NOTE: There is one key addition to the sample sheet: SAMPLE_INDEX. This was added to help with identifying files and each index is unique per sample name.
A full example is in the EXAMPLE_INPUT directory.
NOTE: If you want to analyze your blank samples after demultiplexing, make sure you have a unique sample index for them as well. If your blank has no sample index provided, snakemake will skip over it for the next steps.
NOTE: If you have files ending in *_R1_{something}.fastq.gz, you can use change_ext.sh located in the scripts/ to change it to the desired format. *_R1.fastq.gz. This script gets rid of the {something} so if you still wanted to keep it, put it manually in file name/use a different script.
./scripts/change_ext.sh --d=[absolute path to input data directory]
-
Navigate to config/01_config.yaml. You will need to change the variables to match what you need.
These are the variables you must change and their required values:
- raw_data: [absolute path to input data directory]
- manual: false
You will also likely need to change the other variables as it is dependent on the parameters you would like to use for the demultiplexing, trimming and aligning.
Refer to Config File Breakdown for more details.
-
Navigate to config/cluster/config.v8+.yaml.
You can change the variables as needed. Most often, you may want to change the slurm account, where the output logs are going to and how the slurm jobs are named.
If desired, you can also change the default resources. You are also able to change the resource requests per rule in the smk file. More details in [another section].
Refer to Cluster Config File Breakdown Cluster Config File Breakdown for more details.

▶ **Do this**: Carry on the pipeline setup instructions above, starting right after their last sentence. The material after this has no connection to the pipeline setup instructions.

▶ **Source excerpt**:
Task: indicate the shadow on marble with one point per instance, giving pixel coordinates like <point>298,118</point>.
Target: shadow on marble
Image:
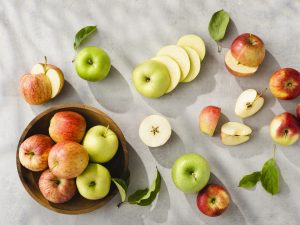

▶ **Response below**:
-
Perform a Snakemake dry run to confirm that your data will be ran correctly.
cd AMLClock configfile=[absolute path to 01_config.yaml] snakefile=[absolute path to 01_preprocessing.smk] snakemake -n --profile config/cluster/ --configfile=$configfile -s $snakefilePay close attention to the output of this dry run and check that the files Snakemake is expected to generate are correct.
- Now run this workflow using the launch script
scripts/run_pipeline.shcd AMLClock sbatch scripts/run_pipeline.sh -c $configfile -s $snakefile
NOTE: If you want to run the workflow from the start, but end earlier, you would be looking to customize like this:
cd AMLClock
snakemake -n --profile config/cluster/ --configfile=$configfile -s $snakefile --until [last rule to run]
sbatch scripts/run_pipeline.sh -c $configfile -s $snakefile -u [last rule to run]
- Check and monitor the workflow's progress.
You can see how the overall workflow is proceeding by going to slurm-[sbatchjobid].out
You can see individual job progress by going to the output directory you had set in config/cluster/config.v8+.yaml.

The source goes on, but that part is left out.